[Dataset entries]

════

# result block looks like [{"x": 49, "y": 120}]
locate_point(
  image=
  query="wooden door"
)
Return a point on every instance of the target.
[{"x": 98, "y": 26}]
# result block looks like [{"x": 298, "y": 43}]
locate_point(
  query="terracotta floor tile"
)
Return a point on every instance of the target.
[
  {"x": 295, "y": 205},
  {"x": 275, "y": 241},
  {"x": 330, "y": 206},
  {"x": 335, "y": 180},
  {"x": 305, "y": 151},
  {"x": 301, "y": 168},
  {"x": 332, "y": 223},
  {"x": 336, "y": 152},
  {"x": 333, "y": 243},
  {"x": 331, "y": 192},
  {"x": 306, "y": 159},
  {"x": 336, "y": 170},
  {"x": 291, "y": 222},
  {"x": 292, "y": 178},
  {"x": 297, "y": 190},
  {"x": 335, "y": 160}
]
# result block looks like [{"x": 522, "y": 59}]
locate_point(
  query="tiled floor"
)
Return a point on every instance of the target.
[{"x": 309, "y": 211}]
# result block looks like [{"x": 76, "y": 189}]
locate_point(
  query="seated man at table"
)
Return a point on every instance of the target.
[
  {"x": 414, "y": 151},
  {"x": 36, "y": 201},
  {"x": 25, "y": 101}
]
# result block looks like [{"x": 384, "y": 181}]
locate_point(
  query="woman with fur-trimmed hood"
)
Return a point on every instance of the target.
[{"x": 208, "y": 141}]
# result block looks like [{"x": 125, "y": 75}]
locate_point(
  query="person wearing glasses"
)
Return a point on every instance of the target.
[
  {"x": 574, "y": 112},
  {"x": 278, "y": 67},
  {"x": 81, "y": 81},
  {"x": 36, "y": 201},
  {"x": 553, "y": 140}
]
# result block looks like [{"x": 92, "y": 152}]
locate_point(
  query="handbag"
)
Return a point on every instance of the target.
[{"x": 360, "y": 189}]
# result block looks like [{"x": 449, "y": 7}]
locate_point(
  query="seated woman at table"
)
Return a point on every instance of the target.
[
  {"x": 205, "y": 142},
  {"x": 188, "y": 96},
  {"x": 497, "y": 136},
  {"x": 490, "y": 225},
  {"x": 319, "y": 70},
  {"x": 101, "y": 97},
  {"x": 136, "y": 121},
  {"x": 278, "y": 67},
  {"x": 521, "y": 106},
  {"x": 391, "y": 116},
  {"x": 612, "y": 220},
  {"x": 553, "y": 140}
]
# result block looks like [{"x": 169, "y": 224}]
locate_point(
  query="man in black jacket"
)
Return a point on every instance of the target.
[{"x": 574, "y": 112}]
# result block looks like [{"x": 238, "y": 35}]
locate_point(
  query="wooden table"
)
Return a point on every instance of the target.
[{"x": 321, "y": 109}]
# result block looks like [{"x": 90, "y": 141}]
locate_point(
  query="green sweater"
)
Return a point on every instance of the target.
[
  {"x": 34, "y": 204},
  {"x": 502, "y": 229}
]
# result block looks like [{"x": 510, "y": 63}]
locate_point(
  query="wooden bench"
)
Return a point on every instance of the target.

════

• TASK DIRECTIONS
Your task is to copy each line of the entries that includes the word "wooden".

• TASK ANSWER
  query="wooden door"
  query="wooden table"
  query="wooden bench"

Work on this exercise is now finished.